Exercise tasks:
A - List every project named in the Rotary text whose name begins with the word "Project".
B - Rewrite the stretch of the Rotary text from "With the installation" through "giving is $450,000.", substituting "Rajamahendravaram" for "Rajahmundry".
C - According to the Rotary text, in what year did Gulbahar Singh Retole join Rotary?

*** Text Section Begins ***

With the installation of six RO units (₹30 lakh) at primary schools, around 4,000 students will have potable water. “The nearby communities also will have access to these RO units for potable water,” says Ram. Around 7–8 GG projects are under process with district GG project chair PDG
G Vishwanath working on the details. A Rotary multispecialty hospital will come up over a one-acre land gifted by a Rotarian at Kovvur village near Rajahmundry at a cost of ₹8 crore. “We have contributed ₹2.5 crore, and the balance will be from CSR funds.” His target for TRF giving is $450,000.
Ram joined Rotary in 1994 after his visit to RID 6070, Missouri, US, as a GSE member the previous year. In 1996, he initiated Project Kailash Bhoomi, that renovates Hindu crematoriums and is a signature project of 65 clubs. He is an AKS member and says “the thrill in doing service projects keeps me going as a Rotarian.”
Farmers’ welfare is his top priority
As 14 revenue districts of central and Vidarbha regions of Maharashtra have vast stretches of agricultural land, “we have formed a team to launch several programmes for farmers’ welfare. Every club was instructed to take up at least two farm programmes, and we will be doing at least 200 such welfare projects,” says Dr Anand Jhunjhunuwala. “The farm projects done with the support of agricultural varsities will be funded by club donors.” Apart from this, his focus will be on tree plantation, rainwater harvesting and blood donation camps. He wants to induct 500 new Rotarians, of which 200 have already joined, thus raising the membership to 5,500 by June-end; and charter 10 new clubs in areas without Rotary. At present, the district has 99 clubs. He is keen to add 500 Rotaractors, taking their count to 1,500-plus.
Five dialysis centres (₹50 lakh) with five units each will be set up at government and trust hospitals through global grants and CSR funds. Jhunjhunuwala wants to do 10 Happy Schools. Around 2,500 women will be trained and certified at the 30 Rotary Singer Vocational Centres. “They run three and six-month courses, after which exams are held and certificates given.” He aims to collect $500,000 for TRF. He joined Rotary in 2003 inspired by his father Ashok Jhunjhunuwala, also a Rotarian. “As a child, I accompanied my father to club meetings and volunteered in service projects.” Mega projects and fellowship are two features of Rotary that he adores.
Saving youth from drug abuse his focus
Weaning away the young from drug addiction is the top priority of Gulbahar Singh Retole. “Clubs will hold workshops and awareness sessions at schools, colleges under the Project Be Aware of Addiction.” The youth will be educated on how to alert the police when they see a drug peddler or witness substance abuse.
Singh aims to charter 10 new clubs (four already formed) to take the total to 114; and induct 250 Rotarians to raise their count to over 2,750. Among the 40 Rotaract clubs, only 20 are active and “I will add 50 new Rotaractors.” Project Going to School will motivate less privileged families to send their children to school. “First, workshops for clubs will deal with school dropouts. We will tell parents from disadvantaged families to send their wards to school to keep them away from criminal activities,” he says. Rtn N S Sodhi is the project chair and “he will lead Project Care of Senior Citizens which will provide food, clothing and medicines to elderly couples neglected by their children.” Around 100 health camps and 50 breast and cervical cancer detection camps are targeted.
A government school at Bhiwani has done TEACH projects. His target for TRF giving is $175,000 and the 25-member CoG is working on GG projects. He joined Rotary in 2006 inspired by his father, the late Rtn Harminder Singh Retole. “Serving the communities gives me great satisfaction,” he adds.

*** Text Section Ends ***
*** Given records Section Begins ***

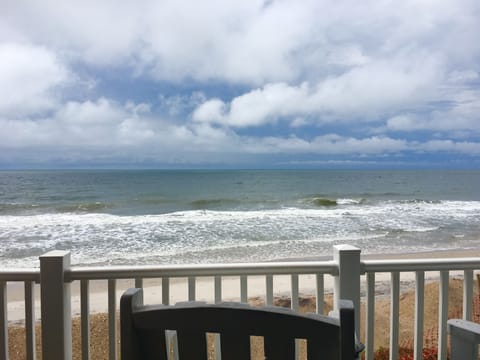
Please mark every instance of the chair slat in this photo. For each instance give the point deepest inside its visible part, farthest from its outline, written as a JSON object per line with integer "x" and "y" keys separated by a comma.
{"x": 192, "y": 344}
{"x": 279, "y": 347}
{"x": 235, "y": 346}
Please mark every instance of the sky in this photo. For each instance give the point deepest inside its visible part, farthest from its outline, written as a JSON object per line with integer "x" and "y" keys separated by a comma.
{"x": 240, "y": 84}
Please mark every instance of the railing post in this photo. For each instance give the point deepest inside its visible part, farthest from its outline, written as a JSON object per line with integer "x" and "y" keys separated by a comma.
{"x": 347, "y": 282}
{"x": 55, "y": 306}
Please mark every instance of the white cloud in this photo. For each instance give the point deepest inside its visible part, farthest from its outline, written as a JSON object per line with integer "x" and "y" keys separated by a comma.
{"x": 377, "y": 67}
{"x": 29, "y": 76}
{"x": 366, "y": 92}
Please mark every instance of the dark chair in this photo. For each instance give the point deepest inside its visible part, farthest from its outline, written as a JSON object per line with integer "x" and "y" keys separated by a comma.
{"x": 146, "y": 330}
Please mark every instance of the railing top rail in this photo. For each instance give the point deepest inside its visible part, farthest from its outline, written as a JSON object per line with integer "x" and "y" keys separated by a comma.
{"x": 406, "y": 265}
{"x": 270, "y": 268}
{"x": 20, "y": 274}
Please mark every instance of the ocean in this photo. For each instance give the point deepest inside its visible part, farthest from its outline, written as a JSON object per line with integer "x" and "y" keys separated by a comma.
{"x": 210, "y": 216}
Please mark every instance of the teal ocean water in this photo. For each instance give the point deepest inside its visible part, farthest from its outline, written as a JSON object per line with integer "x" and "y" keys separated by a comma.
{"x": 160, "y": 217}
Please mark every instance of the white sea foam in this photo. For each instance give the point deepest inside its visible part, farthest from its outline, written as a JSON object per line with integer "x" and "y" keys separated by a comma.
{"x": 225, "y": 236}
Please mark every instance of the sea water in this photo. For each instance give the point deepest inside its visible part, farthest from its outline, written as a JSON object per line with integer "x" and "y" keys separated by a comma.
{"x": 209, "y": 216}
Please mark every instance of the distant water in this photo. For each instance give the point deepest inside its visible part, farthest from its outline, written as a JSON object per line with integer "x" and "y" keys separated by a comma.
{"x": 146, "y": 217}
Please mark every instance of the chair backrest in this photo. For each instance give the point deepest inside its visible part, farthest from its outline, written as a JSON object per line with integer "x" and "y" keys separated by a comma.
{"x": 147, "y": 332}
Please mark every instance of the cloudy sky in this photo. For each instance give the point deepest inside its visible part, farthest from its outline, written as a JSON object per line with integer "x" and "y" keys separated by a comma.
{"x": 239, "y": 83}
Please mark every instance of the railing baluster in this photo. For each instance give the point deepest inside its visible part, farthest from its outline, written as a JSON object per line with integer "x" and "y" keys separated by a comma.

*** Given records Section Ends ***

Answers below:
A - Project Kailash Bhoomi, Project Be Aware of Addiction, Project Going to School, Project Care of Senior Citizens

B -
With the installation of six RO units (₹30 lakh) at primary schools, around 4,000 students will have potable water. “The nearby communities also will have access to these RO units for potable water,” says Ram. Around 7–8 GG projects are under process with district GG project chair PDG
G Vishwanath working on the details. A Rotary multispecialty hospital will come up over a one-acre land gifted by a Rotarian at Kovvur village near Rajamahendravaram at a cost of ₹8 crore. “We have contributed ₹2.5 crore, and the balance will be from CSR funds.” His target for TRF giving is $450,000.

C - 2006